Exercise tasks:
A - According to the article on architecture and human rights below, why do many non-profit organizations and NGOs have predetermined agendas? Answer in one to three sentences.
B - State whether each statement agrees with the article on architecture and human rights below, answering yes or no and quoting the deciding words: (i) Development projects displace more people than disaster-, conflict-, and persecution-based displacements combined. (ii) In this case, Human Rights are defined as the freedom to pursue architectural development. (iii) Donors are always inspired by the creation of t-shirts or pig farms.

Reading text:
*-*-*

Graeme Bristol: When Architecture Violates Human Rights

CAHR works with designers to protect human rights across the globe.

When people think architecture, they think of building spaces or developing sites for human use. Over the years, this concept has expanded to include social activism. In the U.S., for example, there is Architecture for Humanity, Project Row Houses, and Make It Right. These groups address issues of poverty, displacement, and housing. Human Rights, however, extends beyond creating spaces for the economically disadvantaged or the impoverished. In fact, as Graeme Bristol of the Centre for Architecture & Human Rights (CAHR) argues, development projects are responsible for displacing 105 million people around the world, more than disaster-, conflict-, and persecution-based displacements combined. Indeed, in this case, Human Rights are defined as freedom from development, rather than the freedom to pursue architectural development. The problems lie in the model for non-profit organizations and NGO’s. One is that many of these organizations have predetermined agendas that dictate their interventions. Part of this is driven by the funding cycle. Donors are not always inspired by the creation of t-shirts or pig farms. Yet a school designed by a famous architect attracts new and loyal donors. But this emphasis on building ignores development-induced displacement and results in projects that are disconnected from the needs of local populations. Unneeded buildings waste resources, time, money, and labor.

*-*-*

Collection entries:
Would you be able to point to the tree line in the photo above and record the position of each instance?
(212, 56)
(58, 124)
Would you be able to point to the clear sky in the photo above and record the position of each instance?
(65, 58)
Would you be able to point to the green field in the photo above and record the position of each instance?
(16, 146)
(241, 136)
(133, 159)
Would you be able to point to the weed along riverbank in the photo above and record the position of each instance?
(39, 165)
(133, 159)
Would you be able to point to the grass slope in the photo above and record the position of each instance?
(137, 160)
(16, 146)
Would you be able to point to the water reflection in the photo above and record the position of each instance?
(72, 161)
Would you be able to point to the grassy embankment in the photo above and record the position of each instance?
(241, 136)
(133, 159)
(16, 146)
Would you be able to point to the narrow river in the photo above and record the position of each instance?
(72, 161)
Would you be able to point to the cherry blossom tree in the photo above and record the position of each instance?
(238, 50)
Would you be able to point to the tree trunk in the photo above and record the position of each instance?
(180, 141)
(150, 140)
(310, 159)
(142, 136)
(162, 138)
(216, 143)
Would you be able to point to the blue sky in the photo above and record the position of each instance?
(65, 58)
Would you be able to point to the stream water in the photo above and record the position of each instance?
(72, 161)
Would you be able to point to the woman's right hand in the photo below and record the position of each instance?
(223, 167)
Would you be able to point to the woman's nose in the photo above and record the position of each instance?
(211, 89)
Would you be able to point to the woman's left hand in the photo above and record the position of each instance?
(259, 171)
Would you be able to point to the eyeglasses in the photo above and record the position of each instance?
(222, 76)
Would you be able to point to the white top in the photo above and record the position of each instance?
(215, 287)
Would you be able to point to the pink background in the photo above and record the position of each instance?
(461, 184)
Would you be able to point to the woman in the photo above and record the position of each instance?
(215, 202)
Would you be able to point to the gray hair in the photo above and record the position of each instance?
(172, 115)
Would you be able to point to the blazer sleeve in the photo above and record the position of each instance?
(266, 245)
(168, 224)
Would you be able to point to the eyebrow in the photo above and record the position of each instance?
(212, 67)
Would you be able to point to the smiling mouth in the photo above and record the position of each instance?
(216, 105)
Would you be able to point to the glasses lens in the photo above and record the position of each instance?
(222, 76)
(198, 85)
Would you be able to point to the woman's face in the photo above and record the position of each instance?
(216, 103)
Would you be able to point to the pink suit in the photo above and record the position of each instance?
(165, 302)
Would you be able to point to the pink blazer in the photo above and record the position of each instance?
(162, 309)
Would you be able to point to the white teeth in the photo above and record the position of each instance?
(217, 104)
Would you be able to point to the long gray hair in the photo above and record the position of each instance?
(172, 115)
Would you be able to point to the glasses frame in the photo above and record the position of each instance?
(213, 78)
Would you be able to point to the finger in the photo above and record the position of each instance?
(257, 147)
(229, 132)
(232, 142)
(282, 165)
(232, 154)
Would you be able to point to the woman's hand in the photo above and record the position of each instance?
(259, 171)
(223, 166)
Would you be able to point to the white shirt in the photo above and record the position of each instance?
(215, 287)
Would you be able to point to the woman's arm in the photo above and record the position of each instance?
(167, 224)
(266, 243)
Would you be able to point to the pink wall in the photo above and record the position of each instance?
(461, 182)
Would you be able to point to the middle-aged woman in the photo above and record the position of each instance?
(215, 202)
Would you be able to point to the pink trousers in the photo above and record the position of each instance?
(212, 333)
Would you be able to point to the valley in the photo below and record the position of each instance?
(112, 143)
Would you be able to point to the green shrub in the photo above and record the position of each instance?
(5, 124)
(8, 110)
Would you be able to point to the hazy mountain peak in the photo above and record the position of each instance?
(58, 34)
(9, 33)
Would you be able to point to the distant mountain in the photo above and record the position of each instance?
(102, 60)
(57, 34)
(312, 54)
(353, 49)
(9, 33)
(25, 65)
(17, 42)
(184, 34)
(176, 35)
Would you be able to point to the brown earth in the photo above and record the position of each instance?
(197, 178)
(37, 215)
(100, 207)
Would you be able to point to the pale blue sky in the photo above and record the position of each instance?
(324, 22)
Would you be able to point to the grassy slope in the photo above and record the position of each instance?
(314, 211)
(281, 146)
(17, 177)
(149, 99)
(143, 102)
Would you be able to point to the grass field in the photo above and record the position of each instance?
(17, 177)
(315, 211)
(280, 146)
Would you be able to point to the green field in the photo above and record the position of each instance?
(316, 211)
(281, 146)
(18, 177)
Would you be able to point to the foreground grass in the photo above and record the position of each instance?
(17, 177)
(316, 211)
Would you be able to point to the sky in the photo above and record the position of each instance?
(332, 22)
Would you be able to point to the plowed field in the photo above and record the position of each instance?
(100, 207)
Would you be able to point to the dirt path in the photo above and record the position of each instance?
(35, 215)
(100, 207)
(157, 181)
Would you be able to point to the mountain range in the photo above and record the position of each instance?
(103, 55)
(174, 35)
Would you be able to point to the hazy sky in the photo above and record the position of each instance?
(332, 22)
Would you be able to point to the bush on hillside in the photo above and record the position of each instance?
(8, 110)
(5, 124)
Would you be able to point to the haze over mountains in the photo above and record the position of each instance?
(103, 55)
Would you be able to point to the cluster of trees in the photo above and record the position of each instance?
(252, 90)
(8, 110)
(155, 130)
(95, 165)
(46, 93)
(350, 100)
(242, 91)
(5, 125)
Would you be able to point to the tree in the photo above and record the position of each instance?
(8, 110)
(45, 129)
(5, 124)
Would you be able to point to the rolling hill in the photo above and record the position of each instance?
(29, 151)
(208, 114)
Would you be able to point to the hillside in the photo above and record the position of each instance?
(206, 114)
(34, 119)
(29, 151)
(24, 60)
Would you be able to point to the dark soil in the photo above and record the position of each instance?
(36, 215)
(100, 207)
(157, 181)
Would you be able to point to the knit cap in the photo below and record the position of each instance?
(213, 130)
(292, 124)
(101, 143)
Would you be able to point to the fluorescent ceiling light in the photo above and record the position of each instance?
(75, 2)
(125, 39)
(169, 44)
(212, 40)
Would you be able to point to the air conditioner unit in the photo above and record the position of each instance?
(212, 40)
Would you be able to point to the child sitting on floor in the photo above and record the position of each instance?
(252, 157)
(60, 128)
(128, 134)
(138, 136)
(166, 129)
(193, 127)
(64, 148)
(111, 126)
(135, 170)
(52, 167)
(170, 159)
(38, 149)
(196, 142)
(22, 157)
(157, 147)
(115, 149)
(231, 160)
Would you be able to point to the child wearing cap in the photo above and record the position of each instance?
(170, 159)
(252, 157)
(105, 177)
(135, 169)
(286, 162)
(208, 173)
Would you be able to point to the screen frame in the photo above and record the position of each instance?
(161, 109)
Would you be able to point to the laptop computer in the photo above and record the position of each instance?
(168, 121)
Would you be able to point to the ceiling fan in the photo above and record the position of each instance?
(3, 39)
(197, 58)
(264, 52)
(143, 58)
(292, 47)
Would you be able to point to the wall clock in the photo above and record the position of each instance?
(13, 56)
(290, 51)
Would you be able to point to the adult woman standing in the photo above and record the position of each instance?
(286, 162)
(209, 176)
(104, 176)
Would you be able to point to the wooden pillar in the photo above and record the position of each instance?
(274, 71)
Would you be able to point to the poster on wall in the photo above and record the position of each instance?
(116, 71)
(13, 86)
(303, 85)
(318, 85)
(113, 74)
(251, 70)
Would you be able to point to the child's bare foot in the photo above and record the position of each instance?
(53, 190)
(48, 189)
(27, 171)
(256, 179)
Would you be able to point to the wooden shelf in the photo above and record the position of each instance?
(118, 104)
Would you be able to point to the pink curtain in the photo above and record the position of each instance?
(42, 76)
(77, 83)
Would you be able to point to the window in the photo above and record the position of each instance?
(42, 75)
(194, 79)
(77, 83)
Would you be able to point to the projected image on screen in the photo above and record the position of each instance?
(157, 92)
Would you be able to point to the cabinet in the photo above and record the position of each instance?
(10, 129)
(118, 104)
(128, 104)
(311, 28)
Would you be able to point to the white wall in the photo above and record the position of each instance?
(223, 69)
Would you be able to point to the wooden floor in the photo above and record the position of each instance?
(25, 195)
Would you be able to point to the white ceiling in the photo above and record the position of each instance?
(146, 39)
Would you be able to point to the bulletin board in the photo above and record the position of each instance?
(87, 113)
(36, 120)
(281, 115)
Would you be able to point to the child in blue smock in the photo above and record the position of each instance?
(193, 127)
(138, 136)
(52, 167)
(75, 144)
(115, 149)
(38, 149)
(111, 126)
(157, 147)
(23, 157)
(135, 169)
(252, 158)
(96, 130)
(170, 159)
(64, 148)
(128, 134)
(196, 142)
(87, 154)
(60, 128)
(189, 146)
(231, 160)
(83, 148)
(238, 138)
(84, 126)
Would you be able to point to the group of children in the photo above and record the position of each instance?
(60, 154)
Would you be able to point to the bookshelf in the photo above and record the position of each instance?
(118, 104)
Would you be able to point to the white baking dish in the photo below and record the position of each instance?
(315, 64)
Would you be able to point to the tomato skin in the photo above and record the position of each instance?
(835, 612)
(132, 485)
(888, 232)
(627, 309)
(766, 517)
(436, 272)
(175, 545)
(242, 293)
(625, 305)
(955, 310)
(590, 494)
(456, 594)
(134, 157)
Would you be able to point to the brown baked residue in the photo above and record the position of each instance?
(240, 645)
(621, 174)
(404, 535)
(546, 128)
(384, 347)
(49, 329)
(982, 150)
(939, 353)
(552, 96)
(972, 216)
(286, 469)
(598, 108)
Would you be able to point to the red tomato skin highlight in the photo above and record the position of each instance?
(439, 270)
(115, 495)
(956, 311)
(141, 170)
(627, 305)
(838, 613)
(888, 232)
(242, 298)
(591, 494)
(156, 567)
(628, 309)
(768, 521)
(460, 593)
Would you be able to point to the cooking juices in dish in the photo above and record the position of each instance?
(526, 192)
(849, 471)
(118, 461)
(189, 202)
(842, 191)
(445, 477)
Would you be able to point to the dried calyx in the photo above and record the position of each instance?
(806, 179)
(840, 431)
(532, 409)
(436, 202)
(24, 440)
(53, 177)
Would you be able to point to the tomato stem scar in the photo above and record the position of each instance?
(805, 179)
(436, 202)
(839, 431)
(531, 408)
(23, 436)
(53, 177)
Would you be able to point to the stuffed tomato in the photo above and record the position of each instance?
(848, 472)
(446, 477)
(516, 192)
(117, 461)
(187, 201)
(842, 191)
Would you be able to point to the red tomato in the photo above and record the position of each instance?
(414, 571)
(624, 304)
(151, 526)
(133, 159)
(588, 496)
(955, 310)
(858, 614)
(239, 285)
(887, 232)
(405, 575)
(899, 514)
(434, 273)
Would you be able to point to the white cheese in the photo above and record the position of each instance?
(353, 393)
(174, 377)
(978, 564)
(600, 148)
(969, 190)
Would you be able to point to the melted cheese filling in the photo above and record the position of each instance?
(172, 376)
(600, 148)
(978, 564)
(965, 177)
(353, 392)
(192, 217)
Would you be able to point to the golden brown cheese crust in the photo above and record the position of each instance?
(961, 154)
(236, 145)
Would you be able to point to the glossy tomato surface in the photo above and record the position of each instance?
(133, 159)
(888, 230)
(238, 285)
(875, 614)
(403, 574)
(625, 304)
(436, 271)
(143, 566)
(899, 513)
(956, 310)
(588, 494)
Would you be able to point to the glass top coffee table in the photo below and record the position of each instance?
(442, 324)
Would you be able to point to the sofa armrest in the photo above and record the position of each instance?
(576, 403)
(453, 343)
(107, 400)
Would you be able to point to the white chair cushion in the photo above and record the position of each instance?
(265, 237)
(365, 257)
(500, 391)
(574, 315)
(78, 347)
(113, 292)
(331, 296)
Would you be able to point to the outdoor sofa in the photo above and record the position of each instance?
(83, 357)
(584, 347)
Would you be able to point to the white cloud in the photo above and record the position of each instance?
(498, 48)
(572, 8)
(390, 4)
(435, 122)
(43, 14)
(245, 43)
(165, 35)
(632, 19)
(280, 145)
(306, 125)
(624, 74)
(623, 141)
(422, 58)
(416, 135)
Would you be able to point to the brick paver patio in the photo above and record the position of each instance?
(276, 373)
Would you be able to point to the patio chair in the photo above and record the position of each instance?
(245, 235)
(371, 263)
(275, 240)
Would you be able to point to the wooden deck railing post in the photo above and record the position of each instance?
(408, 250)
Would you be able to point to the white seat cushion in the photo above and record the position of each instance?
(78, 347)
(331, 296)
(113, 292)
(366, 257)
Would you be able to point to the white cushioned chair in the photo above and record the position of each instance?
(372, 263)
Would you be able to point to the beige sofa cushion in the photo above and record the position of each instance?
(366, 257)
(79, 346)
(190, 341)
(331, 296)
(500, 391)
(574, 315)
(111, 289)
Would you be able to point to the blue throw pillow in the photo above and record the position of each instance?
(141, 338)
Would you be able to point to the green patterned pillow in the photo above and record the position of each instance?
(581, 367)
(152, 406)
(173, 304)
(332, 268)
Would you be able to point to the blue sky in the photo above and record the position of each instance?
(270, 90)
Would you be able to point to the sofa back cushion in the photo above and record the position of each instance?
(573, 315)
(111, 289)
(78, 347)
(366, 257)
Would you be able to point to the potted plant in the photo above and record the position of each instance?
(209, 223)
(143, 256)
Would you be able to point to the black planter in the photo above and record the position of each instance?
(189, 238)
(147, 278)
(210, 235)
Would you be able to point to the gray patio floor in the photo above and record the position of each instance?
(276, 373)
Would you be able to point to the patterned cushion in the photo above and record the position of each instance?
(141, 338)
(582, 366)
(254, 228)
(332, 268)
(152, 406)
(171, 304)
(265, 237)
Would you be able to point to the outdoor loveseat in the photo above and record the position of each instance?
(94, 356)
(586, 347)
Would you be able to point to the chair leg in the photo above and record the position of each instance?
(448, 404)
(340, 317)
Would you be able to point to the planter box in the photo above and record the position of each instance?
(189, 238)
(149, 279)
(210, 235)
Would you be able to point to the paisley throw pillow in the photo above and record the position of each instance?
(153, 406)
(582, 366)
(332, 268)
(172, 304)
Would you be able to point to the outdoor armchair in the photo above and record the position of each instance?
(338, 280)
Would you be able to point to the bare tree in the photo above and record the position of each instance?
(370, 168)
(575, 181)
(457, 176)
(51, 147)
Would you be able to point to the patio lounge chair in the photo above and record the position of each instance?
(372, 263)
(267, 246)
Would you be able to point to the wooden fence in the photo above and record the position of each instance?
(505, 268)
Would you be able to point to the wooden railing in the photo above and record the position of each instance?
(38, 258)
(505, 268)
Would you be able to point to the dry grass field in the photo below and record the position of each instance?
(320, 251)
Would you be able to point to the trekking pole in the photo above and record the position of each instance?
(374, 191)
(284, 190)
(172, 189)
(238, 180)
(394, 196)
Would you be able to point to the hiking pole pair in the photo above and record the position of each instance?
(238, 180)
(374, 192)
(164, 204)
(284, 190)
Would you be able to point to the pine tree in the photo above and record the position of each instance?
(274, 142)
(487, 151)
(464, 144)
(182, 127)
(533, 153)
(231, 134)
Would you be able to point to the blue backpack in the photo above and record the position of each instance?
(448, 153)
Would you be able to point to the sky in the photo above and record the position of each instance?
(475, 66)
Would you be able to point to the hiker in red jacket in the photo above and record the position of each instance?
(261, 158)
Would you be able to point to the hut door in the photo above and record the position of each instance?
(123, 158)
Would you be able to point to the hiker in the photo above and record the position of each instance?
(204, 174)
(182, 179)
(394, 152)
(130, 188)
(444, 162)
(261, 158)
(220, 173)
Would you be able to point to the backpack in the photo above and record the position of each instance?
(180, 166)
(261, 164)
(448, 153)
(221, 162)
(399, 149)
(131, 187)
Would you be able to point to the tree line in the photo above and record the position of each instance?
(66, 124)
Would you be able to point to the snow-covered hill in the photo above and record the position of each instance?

*-*-*

Task answers:
A - The funding cycle partly drives these agendas. Donors are not always inspired by the creation of t-shirts or pig farms, but a school designed by a famous architect attracts new and loyal donors.

B -
(i) Yes: "development projects are responsible for displacing 105 million people around the world, more than disaster-, conflict-, and persecution-based displacements combined."
(ii) No: "Human Rights are defined as freedom from development, rather than the freedom to pursue architectural development."
(iii) No: "Donors are not always inspired by the creation of t-shirts or pig farms."